TASK GOAL: All of the data below should be output exactly as given.

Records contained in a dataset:
== Segment start ==
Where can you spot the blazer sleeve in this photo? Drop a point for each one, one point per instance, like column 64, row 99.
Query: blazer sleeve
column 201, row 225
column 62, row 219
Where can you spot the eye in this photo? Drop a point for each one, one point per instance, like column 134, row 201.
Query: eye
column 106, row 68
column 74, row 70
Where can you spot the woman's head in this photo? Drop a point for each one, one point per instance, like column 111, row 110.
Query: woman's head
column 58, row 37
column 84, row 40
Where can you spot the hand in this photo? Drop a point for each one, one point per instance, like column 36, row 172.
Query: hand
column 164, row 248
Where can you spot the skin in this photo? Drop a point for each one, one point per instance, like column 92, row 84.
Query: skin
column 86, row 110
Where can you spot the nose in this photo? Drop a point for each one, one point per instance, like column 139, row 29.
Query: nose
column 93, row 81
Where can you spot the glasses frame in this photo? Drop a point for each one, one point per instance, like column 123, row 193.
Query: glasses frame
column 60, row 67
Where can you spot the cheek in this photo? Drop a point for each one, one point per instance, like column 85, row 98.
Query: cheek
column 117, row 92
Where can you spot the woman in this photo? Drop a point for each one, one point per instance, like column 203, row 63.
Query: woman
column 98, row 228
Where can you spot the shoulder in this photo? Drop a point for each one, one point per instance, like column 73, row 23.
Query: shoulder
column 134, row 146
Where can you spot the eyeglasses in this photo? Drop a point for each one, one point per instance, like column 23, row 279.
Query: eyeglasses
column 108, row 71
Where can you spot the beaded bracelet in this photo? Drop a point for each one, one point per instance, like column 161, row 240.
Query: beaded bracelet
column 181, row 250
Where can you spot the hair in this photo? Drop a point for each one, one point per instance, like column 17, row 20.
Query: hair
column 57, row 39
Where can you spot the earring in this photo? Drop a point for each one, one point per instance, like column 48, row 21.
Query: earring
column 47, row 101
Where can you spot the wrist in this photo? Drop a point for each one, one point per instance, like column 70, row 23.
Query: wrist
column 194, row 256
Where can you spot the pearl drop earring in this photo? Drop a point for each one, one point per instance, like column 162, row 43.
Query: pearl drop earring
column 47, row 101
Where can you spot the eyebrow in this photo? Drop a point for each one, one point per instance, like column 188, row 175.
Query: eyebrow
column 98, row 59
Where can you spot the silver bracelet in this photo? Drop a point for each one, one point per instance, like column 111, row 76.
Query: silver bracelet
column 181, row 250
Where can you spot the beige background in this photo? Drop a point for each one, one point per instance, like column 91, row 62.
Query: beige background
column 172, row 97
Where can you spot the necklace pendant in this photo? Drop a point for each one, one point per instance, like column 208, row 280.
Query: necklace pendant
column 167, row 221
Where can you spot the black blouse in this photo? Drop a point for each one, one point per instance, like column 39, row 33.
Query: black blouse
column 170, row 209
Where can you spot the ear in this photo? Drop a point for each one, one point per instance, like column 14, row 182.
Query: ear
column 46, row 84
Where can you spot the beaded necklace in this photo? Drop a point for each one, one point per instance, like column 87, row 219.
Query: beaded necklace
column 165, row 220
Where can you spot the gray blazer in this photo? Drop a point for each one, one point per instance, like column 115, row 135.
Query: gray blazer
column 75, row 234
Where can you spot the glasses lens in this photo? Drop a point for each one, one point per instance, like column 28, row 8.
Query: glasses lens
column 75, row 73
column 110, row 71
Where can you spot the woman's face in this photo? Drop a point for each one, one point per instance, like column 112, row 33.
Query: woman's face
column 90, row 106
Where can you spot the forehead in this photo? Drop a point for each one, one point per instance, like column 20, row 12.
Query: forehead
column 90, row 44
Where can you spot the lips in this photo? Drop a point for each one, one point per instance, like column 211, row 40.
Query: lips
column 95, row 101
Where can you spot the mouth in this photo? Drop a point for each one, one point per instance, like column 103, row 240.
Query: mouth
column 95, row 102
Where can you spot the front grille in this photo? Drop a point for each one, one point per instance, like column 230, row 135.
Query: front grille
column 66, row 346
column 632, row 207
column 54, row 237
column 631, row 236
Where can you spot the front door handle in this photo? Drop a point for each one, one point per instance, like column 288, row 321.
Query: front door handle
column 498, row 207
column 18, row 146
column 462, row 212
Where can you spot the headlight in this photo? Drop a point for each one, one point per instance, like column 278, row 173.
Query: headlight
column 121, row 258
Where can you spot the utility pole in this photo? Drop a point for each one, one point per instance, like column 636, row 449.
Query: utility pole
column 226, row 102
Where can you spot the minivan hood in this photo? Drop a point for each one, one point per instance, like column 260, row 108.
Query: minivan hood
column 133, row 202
== Segment end ==
WRITTEN REPLY:
Where can you spot the blazer sleeve in this photo? Drop a point for each one, one point per instance, like column 64, row 99.
Query: blazer sleeve
column 201, row 225
column 62, row 219
Where can you spot the eye in this photo? Drop a point for each one, one point per instance, like column 134, row 201.
Query: eye
column 106, row 68
column 74, row 70
Where can you spot the woman's head in this photo? Drop a point for each one, one point per instance, like column 111, row 110.
Query: woman's head
column 58, row 37
column 84, row 40
Where can you spot the hand in this photo? Drop a point for each one, one point per instance, like column 36, row 172.
Query: hand
column 164, row 248
Where can you spot the skin in this photo? Drop a point for each one, one point per instance, like column 92, row 84.
Query: skin
column 86, row 110
Where can you spot the nose in this photo? Drop a point for each one, one point per instance, like column 139, row 29.
Query: nose
column 93, row 81
Where can you spot the glasses frame in this photo? Drop a point for each one, one point per instance, like column 123, row 193.
Query: glasses frame
column 60, row 67
Where can you spot the cheek in this photo? Drop a point for each one, one point per instance, like column 85, row 98.
Query: cheek
column 117, row 92
Where can you spot the woman in this photo? Drop a point for each one, one point per instance, like column 203, row 63.
Query: woman
column 98, row 228
Where can you spot the shoulder in this photo? Drop a point for each one, one point per instance, like column 73, row 23.
Query: shoulder
column 134, row 146
Where can you spot the eyeglasses in this photo? Drop a point for each one, one point per instance, like column 23, row 279.
Query: eyeglasses
column 108, row 71
Where can you spot the beaded bracelet in this photo? Drop a point for each one, one point per instance, like column 161, row 240.
Query: beaded bracelet
column 181, row 250
Where can you spot the hair in this photo? Drop a point for each one, one point per instance, like column 17, row 20.
Query: hair
column 57, row 39
Where can you spot the earring in this photo? Drop a point for each one, one point per instance, like column 48, row 21.
Query: earring
column 47, row 101
Where can you spot the wrist in this photo? Drop a point for each one, one point per instance, like column 70, row 23.
Query: wrist
column 194, row 256
Where can you spot the pearl drop earring in this photo? Drop a point for each one, one point per instance, like column 162, row 43.
Query: pearl drop earring
column 47, row 101
Where can you spot the eyebrow in this photo? Drop a point for each one, one point per instance, like column 188, row 175.
Query: eyebrow
column 98, row 59
Where can you spot the silver bracelet in this photo? Drop a point for each one, one point per instance, like column 111, row 76.
Query: silver bracelet
column 181, row 250
Where can you spot the beige background in this photo? Drop a point for each one, one point per instance, like column 91, row 62.
Query: beige background
column 172, row 97
Where can you spot the necklace pendant in this photo? Drop a point for each one, one point per instance, like column 208, row 280.
Query: necklace pendant
column 167, row 221
Where can you spot the black blouse in this photo? Drop a point for each one, one point per instance, like column 39, row 33.
Query: black blouse
column 170, row 209
Where can you spot the ear in this photo? Drop a point for each one, one point per instance, like column 14, row 182.
Query: ear
column 46, row 84
Where can you spot the beaded necklace in this photo? Drop a point for each one, one point per instance, like column 87, row 219.
Query: beaded necklace
column 165, row 220
Where can you spot the gray blazer in this photo? Drop a point for each one, one point per instance, like column 115, row 135.
Query: gray blazer
column 75, row 234
Where can you spot the glasses lens in this photo? Drop a point for each one, one point per instance, like column 28, row 8.
Query: glasses lens
column 75, row 73
column 110, row 71
Where can you spot the woman's face in this photo? Drop a point for each one, one point per instance, like column 112, row 33.
Query: woman's face
column 90, row 106
Where can you spot the forehead in this photo? Drop a point for each one, one point per instance, like column 20, row 12.
Query: forehead
column 90, row 44
Where can you spot the lips in this photo? Drop a point for each one, one point per instance, like column 211, row 40.
Query: lips
column 95, row 101
Where can you spot the mouth in this photo? Drop a point for each one, one point per instance, like column 103, row 240.
Query: mouth
column 95, row 102
Where can you spot the front grille in this photo? Drop a point for each one, one point per instance, like column 230, row 135.
Query: front grille
column 66, row 346
column 632, row 207
column 54, row 237
column 631, row 236
Where can you spot the front door handle in this photo? Drop a point for each one, one point per instance, like column 288, row 321.
Query: front door handle
column 498, row 207
column 18, row 146
column 462, row 212
Where can you spot the headlight in this photo? Drop a point for each one, one point per instance, like column 278, row 173.
Query: headlight
column 121, row 258
Where can you spot the utility pole in this photo? Drop a point for each one, one point per instance, like column 636, row 449.
Query: utility pole
column 226, row 102
Where can you spot the minivan hood in this photo? Drop a point for each one, one point per instance, like column 260, row 108.
Query: minivan hood
column 133, row 202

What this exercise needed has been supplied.